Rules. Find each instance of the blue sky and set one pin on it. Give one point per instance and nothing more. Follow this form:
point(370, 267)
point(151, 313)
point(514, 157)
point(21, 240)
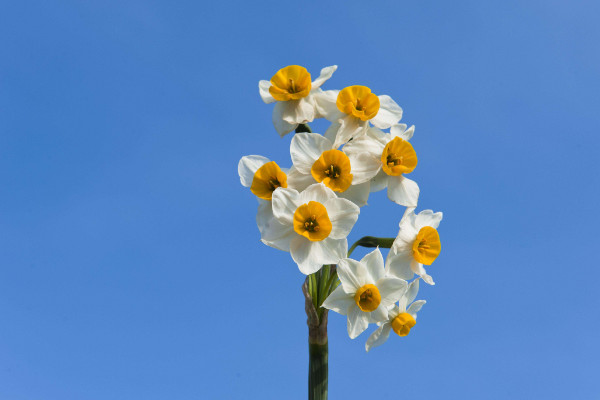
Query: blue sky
point(130, 266)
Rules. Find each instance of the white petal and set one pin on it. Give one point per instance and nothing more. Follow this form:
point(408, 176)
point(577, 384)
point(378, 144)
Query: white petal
point(325, 106)
point(409, 219)
point(373, 261)
point(316, 192)
point(331, 132)
point(415, 308)
point(380, 136)
point(353, 275)
point(378, 337)
point(413, 290)
point(357, 194)
point(401, 131)
point(247, 168)
point(310, 256)
point(339, 301)
point(298, 180)
point(343, 214)
point(404, 240)
point(285, 203)
point(306, 148)
point(391, 290)
point(263, 89)
point(358, 321)
point(364, 166)
point(282, 127)
point(272, 232)
point(403, 191)
point(350, 127)
point(389, 113)
point(380, 314)
point(325, 75)
point(399, 264)
point(299, 111)
point(418, 269)
point(428, 218)
point(365, 144)
point(379, 182)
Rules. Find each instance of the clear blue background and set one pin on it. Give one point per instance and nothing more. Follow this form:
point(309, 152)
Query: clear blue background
point(130, 266)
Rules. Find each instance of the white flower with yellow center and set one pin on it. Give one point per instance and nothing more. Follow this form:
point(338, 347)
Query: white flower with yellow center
point(417, 243)
point(312, 225)
point(292, 89)
point(315, 160)
point(263, 176)
point(351, 109)
point(388, 157)
point(365, 292)
point(400, 319)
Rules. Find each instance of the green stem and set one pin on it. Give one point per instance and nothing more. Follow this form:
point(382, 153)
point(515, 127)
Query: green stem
point(303, 128)
point(372, 241)
point(318, 370)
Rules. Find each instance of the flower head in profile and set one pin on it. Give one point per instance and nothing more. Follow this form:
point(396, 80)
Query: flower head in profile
point(316, 160)
point(352, 109)
point(388, 157)
point(365, 292)
point(417, 243)
point(312, 225)
point(400, 319)
point(261, 175)
point(291, 87)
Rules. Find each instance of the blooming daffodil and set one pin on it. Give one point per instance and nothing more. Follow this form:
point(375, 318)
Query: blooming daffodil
point(365, 292)
point(417, 243)
point(316, 160)
point(389, 157)
point(291, 87)
point(352, 109)
point(313, 225)
point(400, 319)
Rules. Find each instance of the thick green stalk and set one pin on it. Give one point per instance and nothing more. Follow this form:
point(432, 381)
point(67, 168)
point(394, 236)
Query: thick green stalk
point(372, 241)
point(318, 370)
point(316, 288)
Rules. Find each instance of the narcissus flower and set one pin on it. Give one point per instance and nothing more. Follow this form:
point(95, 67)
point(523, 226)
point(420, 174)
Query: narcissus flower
point(389, 157)
point(315, 160)
point(400, 319)
point(365, 292)
point(417, 243)
point(313, 225)
point(292, 89)
point(261, 175)
point(351, 109)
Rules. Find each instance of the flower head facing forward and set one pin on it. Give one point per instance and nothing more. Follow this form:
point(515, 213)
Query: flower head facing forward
point(358, 101)
point(400, 319)
point(312, 221)
point(417, 243)
point(352, 109)
point(291, 87)
point(290, 83)
point(388, 157)
point(312, 225)
point(261, 175)
point(365, 292)
point(333, 169)
point(315, 160)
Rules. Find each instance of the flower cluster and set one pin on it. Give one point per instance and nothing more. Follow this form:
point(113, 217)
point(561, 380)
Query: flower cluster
point(310, 208)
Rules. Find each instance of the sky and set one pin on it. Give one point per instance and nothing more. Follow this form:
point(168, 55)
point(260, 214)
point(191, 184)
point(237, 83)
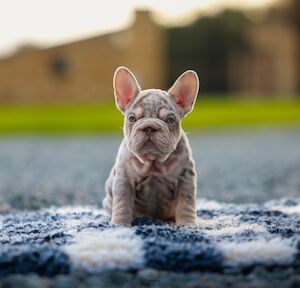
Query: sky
point(52, 22)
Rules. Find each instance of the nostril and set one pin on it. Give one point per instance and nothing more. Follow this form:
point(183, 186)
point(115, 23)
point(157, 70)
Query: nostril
point(149, 130)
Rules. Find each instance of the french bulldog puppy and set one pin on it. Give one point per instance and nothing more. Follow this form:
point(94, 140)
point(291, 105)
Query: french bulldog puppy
point(154, 172)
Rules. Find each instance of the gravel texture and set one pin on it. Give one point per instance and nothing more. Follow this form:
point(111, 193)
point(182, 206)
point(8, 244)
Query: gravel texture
point(233, 166)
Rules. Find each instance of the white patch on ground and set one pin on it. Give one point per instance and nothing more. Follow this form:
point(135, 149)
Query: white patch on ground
point(277, 205)
point(111, 249)
point(205, 204)
point(277, 250)
point(232, 230)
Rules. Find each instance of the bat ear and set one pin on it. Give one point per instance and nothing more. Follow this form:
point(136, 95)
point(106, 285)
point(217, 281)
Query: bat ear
point(185, 90)
point(126, 87)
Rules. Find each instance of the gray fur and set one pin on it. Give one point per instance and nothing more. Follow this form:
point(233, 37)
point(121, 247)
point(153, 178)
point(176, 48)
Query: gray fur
point(154, 173)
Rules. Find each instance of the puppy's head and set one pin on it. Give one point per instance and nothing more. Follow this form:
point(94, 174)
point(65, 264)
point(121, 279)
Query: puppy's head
point(152, 117)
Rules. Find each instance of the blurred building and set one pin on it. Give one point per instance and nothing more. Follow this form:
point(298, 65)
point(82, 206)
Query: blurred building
point(83, 70)
point(231, 54)
point(272, 64)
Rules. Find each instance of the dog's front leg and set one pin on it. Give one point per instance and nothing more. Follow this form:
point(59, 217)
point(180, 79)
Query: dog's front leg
point(185, 213)
point(123, 199)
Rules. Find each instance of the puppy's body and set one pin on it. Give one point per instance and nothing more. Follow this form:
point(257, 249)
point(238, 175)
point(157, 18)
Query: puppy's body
point(154, 185)
point(154, 172)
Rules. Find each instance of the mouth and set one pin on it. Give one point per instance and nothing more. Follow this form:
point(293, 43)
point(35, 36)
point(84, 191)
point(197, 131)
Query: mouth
point(149, 145)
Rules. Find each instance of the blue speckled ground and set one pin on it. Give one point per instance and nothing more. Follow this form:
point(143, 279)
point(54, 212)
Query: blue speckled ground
point(233, 166)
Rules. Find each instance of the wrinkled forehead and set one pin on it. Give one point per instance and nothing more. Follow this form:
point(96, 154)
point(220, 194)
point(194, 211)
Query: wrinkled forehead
point(151, 102)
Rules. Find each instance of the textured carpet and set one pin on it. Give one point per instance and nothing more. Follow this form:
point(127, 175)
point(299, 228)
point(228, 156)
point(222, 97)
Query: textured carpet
point(229, 237)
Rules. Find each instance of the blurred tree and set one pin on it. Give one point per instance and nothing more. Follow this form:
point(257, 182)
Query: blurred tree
point(205, 46)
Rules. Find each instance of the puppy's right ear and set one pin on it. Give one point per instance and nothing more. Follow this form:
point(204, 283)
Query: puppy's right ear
point(126, 87)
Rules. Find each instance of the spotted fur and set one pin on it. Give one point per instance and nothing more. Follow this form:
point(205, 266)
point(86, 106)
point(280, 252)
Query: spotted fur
point(154, 173)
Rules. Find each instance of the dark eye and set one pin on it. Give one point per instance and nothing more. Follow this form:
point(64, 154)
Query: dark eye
point(170, 120)
point(131, 119)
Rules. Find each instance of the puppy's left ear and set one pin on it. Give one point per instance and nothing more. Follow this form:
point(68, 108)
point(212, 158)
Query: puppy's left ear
point(126, 87)
point(185, 90)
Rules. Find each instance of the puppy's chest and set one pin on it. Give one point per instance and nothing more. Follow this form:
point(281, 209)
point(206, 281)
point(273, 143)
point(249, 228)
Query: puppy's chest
point(156, 188)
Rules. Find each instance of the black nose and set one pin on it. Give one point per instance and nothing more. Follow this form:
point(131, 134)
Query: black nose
point(150, 130)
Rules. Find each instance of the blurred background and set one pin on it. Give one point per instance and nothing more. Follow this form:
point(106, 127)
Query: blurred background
point(59, 129)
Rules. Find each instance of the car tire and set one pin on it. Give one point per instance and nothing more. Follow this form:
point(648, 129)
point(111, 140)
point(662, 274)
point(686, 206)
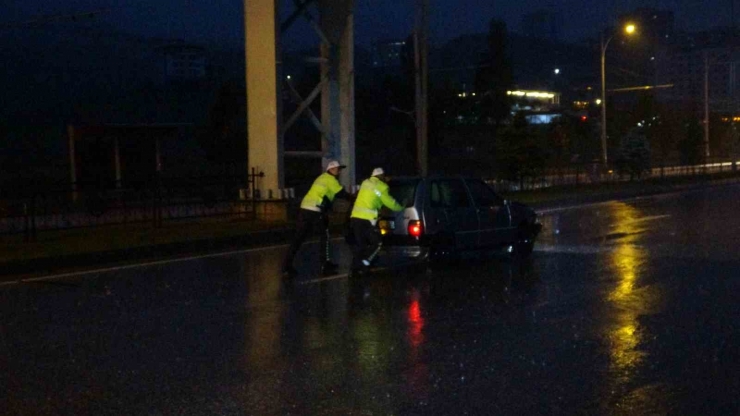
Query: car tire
point(524, 244)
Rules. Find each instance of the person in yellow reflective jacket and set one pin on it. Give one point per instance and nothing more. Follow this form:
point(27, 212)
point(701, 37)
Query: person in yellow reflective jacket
point(372, 197)
point(314, 215)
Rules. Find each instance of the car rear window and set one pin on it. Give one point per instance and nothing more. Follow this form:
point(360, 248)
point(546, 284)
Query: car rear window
point(403, 191)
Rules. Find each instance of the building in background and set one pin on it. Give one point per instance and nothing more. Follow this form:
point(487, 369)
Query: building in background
point(387, 53)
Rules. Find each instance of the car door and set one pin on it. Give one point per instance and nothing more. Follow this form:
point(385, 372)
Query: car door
point(493, 214)
point(453, 211)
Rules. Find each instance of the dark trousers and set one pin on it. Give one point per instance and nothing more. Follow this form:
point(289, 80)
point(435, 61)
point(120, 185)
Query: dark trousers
point(308, 223)
point(367, 241)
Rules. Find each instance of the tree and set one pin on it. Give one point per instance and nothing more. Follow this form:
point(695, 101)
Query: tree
point(494, 78)
point(519, 155)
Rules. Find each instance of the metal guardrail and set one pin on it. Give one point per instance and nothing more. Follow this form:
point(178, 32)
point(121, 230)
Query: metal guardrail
point(590, 174)
point(29, 211)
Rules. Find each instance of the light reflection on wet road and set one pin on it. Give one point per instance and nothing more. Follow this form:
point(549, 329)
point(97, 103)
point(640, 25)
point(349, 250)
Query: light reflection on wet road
point(625, 308)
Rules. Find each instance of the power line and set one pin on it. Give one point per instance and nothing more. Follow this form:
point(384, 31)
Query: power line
point(54, 18)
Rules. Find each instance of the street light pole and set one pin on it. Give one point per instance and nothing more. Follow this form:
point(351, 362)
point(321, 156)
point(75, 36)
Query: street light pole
point(629, 29)
point(603, 97)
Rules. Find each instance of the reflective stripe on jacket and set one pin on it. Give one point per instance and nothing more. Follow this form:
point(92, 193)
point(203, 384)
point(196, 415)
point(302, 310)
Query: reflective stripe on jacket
point(326, 185)
point(373, 195)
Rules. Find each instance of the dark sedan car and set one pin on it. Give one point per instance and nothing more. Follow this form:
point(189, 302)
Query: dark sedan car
point(446, 215)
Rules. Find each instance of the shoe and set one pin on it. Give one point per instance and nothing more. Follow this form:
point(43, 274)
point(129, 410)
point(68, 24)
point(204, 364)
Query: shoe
point(329, 268)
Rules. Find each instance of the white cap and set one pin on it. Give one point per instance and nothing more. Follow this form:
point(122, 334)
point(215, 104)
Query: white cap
point(334, 164)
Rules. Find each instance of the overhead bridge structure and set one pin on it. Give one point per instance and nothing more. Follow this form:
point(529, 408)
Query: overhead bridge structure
point(333, 22)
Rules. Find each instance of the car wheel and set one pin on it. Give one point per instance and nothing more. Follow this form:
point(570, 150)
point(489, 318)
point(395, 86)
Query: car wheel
point(524, 244)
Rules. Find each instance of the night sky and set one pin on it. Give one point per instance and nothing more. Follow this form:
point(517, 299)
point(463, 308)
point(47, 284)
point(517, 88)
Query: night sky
point(221, 20)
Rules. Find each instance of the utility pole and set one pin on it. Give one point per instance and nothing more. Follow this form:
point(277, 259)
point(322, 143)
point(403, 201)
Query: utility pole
point(422, 71)
point(706, 106)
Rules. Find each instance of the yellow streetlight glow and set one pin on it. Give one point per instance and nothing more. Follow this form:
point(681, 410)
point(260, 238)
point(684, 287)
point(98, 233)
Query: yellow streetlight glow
point(628, 29)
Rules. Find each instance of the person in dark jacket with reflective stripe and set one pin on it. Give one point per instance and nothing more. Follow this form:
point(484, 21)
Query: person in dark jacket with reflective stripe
point(314, 215)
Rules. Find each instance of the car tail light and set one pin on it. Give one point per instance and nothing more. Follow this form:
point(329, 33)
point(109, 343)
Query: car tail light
point(415, 228)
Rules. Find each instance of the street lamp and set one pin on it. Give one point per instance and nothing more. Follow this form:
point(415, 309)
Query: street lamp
point(628, 29)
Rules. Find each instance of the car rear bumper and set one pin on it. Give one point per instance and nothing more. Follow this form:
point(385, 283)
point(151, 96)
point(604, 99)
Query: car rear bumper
point(404, 246)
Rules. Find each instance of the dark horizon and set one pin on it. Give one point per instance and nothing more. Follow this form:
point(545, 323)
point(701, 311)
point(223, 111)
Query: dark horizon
point(221, 20)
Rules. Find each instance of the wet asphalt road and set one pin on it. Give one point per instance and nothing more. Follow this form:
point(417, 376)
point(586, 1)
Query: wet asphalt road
point(625, 308)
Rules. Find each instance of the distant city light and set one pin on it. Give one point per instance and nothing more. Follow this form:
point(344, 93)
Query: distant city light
point(533, 94)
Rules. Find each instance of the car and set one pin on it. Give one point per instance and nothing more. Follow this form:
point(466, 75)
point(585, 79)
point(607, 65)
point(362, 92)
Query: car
point(445, 216)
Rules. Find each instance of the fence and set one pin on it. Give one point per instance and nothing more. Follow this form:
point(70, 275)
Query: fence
point(579, 174)
point(28, 210)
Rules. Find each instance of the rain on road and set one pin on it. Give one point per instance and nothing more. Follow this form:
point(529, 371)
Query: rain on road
point(626, 307)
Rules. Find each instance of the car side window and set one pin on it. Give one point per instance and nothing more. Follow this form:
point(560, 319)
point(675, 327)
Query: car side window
point(449, 194)
point(483, 195)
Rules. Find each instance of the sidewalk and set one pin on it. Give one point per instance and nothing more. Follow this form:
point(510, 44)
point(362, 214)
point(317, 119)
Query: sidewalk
point(107, 246)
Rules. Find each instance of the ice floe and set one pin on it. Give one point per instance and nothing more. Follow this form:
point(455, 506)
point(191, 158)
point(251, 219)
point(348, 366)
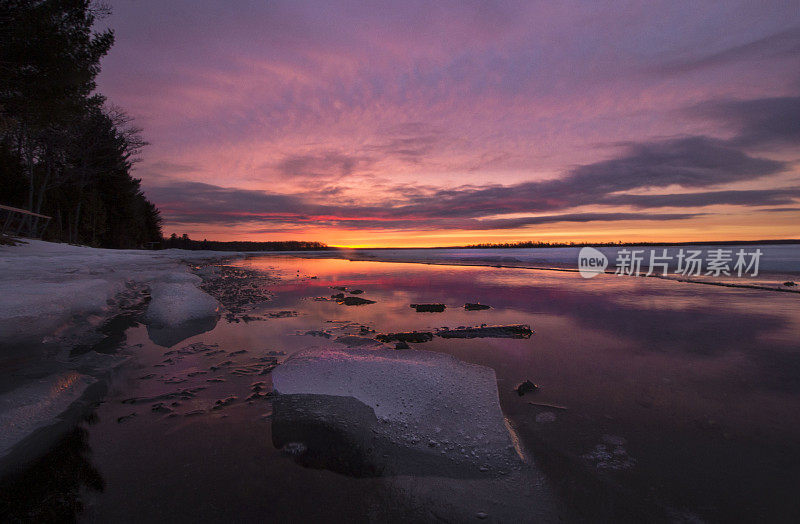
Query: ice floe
point(418, 407)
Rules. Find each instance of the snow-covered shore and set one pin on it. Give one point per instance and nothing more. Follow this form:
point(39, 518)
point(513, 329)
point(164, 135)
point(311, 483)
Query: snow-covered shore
point(58, 294)
point(47, 289)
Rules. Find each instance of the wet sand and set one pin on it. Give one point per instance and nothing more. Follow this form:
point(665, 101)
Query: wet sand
point(657, 399)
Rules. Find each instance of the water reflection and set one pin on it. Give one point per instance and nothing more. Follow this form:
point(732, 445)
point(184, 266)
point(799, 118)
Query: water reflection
point(700, 381)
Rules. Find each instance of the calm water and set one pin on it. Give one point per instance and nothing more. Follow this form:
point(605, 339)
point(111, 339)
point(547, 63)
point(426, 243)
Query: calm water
point(672, 400)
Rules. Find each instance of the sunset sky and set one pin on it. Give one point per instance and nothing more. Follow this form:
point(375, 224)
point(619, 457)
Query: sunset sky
point(435, 123)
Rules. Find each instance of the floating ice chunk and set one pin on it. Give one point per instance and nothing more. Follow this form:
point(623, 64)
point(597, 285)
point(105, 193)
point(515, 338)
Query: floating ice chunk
point(174, 303)
point(37, 404)
point(425, 403)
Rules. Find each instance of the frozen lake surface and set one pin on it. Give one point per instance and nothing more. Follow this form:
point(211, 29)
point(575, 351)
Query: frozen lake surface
point(656, 398)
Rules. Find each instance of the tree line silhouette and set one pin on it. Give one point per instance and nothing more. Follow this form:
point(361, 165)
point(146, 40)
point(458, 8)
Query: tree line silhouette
point(65, 151)
point(184, 242)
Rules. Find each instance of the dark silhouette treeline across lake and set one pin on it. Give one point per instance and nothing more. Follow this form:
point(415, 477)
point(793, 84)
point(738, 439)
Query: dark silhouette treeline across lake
point(65, 151)
point(532, 244)
point(184, 242)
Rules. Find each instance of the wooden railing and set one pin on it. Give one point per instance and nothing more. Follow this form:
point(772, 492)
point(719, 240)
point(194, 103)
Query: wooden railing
point(15, 221)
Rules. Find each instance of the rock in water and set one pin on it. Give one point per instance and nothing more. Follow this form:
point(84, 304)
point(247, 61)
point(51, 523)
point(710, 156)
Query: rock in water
point(526, 387)
point(476, 306)
point(403, 411)
point(429, 308)
point(511, 331)
point(355, 301)
point(415, 337)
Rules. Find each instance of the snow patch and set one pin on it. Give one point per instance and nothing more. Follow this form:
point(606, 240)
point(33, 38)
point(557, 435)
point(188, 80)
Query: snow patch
point(172, 304)
point(427, 401)
point(36, 405)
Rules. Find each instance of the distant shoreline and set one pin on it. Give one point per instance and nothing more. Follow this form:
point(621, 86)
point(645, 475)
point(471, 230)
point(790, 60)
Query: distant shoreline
point(544, 245)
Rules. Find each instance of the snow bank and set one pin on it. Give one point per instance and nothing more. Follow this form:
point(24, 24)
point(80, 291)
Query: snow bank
point(172, 304)
point(424, 402)
point(46, 287)
point(37, 404)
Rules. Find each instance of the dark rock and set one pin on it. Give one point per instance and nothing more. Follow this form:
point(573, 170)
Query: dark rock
point(526, 387)
point(355, 301)
point(510, 331)
point(125, 418)
point(469, 306)
point(413, 336)
point(221, 365)
point(224, 402)
point(283, 314)
point(159, 407)
point(429, 308)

+ + +

[PROBLEM] Reproduce only the lines between the line containing "Rules. Find each instance of the distant shoreline" and the last line of the records, those two lines included, exactly.

[WRITTEN SOLUTION]
Rules. Find each instance of the distant shoreline and set one pin on it. Give one point per instance and nothing more. Follow this form:
point(621, 86)
point(645, 475)
point(471, 230)
point(790, 60)
Query: distant shoreline
point(544, 245)
Rules. Find each instance of the snow bank and set one pin on it. Give one point per instance and nothing more. Follow this form:
point(24, 24)
point(80, 291)
Query: snow bank
point(172, 304)
point(424, 402)
point(46, 287)
point(37, 404)
Rules. Find each instance of the dark rock and set one pin on it. Give one point per instance and nothing more. Follow this form:
point(573, 170)
Query: dark rock
point(526, 387)
point(355, 301)
point(510, 331)
point(125, 418)
point(469, 306)
point(413, 336)
point(221, 365)
point(224, 402)
point(283, 314)
point(159, 407)
point(429, 308)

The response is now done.